[Data under study Boundary: Start]
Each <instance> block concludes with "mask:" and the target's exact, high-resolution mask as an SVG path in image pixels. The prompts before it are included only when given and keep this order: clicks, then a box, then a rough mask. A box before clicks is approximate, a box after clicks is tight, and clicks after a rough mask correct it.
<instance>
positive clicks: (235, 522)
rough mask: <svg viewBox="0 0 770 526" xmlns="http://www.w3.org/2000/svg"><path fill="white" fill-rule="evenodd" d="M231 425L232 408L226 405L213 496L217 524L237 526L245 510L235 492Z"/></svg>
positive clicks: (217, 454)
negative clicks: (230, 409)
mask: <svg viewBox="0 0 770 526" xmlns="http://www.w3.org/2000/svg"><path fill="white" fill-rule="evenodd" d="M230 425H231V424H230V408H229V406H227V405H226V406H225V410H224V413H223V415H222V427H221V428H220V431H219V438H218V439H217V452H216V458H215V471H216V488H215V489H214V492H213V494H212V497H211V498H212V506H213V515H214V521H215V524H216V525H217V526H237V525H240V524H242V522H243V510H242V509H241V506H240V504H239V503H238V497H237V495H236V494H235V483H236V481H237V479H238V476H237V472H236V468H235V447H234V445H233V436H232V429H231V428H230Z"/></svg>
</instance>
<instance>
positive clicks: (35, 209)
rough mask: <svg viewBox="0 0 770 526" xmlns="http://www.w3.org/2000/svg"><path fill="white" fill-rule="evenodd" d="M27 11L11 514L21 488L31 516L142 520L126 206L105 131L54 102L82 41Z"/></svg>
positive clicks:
[Data under study Boundary: End]
**How to complete this task**
Output exactly the lines from the one holding "positive clicks: (235, 522)" to the end of the material above, with both ends included.

**Exercise result**
positive clicks: (235, 522)
rough mask: <svg viewBox="0 0 770 526" xmlns="http://www.w3.org/2000/svg"><path fill="white" fill-rule="evenodd" d="M231 425L232 408L226 405L213 496L217 524L237 526L245 510L235 492Z"/></svg>
positive clicks: (217, 454)
negative clicks: (230, 409)
mask: <svg viewBox="0 0 770 526" xmlns="http://www.w3.org/2000/svg"><path fill="white" fill-rule="evenodd" d="M230 425H231V424H230V408H229V406H227V405H226V406H225V410H224V413H223V415H222V427H221V428H220V431H219V438H218V439H217V452H216V458H215V471H216V488H215V489H214V492H213V494H212V497H211V498H212V506H213V515H214V521H215V524H216V525H217V526H237V525H240V524H242V522H243V510H242V509H241V506H240V504H239V503H238V497H237V495H236V494H235V483H236V481H237V479H238V476H237V472H236V468H235V447H234V445H233V436H232V429H231V428H230Z"/></svg>
</instance>
<instance>
positive clicks: (35, 209)
rough mask: <svg viewBox="0 0 770 526" xmlns="http://www.w3.org/2000/svg"><path fill="white" fill-rule="evenodd" d="M27 11L11 514L21 488L31 516L142 520L126 206L105 131L54 102L82 41Z"/></svg>
positive clicks:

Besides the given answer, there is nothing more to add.